» **What needs to be done**: Rewrite the listing below with "asphalt road" changed to "paved street" wherever it occurs, keeping everything else the same.

» **Extracted information**:
------
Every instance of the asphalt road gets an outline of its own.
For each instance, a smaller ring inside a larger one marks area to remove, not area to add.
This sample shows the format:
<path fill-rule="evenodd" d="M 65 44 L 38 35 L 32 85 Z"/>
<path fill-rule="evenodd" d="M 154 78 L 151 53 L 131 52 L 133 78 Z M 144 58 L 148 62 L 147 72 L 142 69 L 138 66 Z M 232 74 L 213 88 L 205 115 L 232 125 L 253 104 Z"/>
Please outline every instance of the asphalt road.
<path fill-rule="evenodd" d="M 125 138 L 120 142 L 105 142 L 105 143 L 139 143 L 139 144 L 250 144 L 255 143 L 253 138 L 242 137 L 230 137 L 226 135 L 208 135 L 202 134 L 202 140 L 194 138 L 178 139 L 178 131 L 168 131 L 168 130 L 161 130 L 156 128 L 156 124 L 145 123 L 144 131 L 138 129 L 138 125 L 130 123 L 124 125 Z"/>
------
» **Problem solution**:
Every instance of the paved street gets an outline of its own.
For each instance, a smaller ring inside a larger one marks area to remove, not area to add.
This sample shows the format:
<path fill-rule="evenodd" d="M 65 44 L 38 35 L 32 85 Z"/>
<path fill-rule="evenodd" d="M 154 78 L 151 53 L 131 52 L 133 78 Z M 144 58 L 148 62 L 147 72 L 142 69 L 138 66 Z M 232 74 L 213 88 L 205 115 L 232 125 L 253 104 Z"/>
Please outline every instance of the paved street.
<path fill-rule="evenodd" d="M 125 138 L 120 142 L 105 142 L 105 143 L 139 143 L 139 144 L 250 144 L 255 143 L 253 138 L 242 137 L 230 137 L 226 135 L 208 135 L 202 134 L 202 140 L 194 138 L 178 139 L 178 131 L 168 131 L 168 130 L 161 130 L 156 128 L 156 124 L 145 123 L 144 131 L 138 129 L 138 125 L 130 123 L 124 125 Z"/>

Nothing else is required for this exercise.